• _What this exercise asks_:
[a] Write out the part of the Japanese budget text between "The DPJ claims" and "end of August.", inclusive.
[b] Find every line in the rows that contains the string "white" and copy those lines. Case counts.

• _Document extract_:
Ending more than half a century of almost unbroken Liberal Democratic Party rule, the administration led by the Democratic Party of Japan that was formed Wednesday is expected to bring major changes to the nation’s governance.
Chief among them is how the new government will compile its budget for fiscal 2010, which starts next April.
In sharp contrast to the previous bottom-up approach, the DPJ-led government is expected to introduce a top-down method with politicians taking the initiative.
“Under LDP administrations, it is certain that until now the system had been centered on something like a bottom-up (decision-making process),” said Jun Iio, a political science professor at the National Graduate Institute for Policy Studies.
The DPJ claims that the final budget has been a jumble of funding requests made by the various ministries, resulting in wasteful spending.
Until now, each ministry compiled its own budgetary requests for the following fiscal year between June and August before submitting them to the Finance Ministry at the end of August.
The Finance Ministry then scrutinized them from October to December and compiled the budget around Dec. 20. The Cabinet gave final approval days later.

• _Provided material_:

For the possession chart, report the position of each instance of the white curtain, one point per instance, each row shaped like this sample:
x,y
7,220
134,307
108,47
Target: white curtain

• _Task answers_:
[a]
The DPJ claims that the final budget has been a jumble of funding requests made by the various ministries, resulting in wasteful spending.
Until now, each ministry compiled its own budgetary requests for the following fiscal year between June and August before submitting them to the Finance Ministry at the end of August.

[b]
For the possession chart, report the position of each instance of the white curtain, one point per instance, each row shaped like this sample:
Target: white curtain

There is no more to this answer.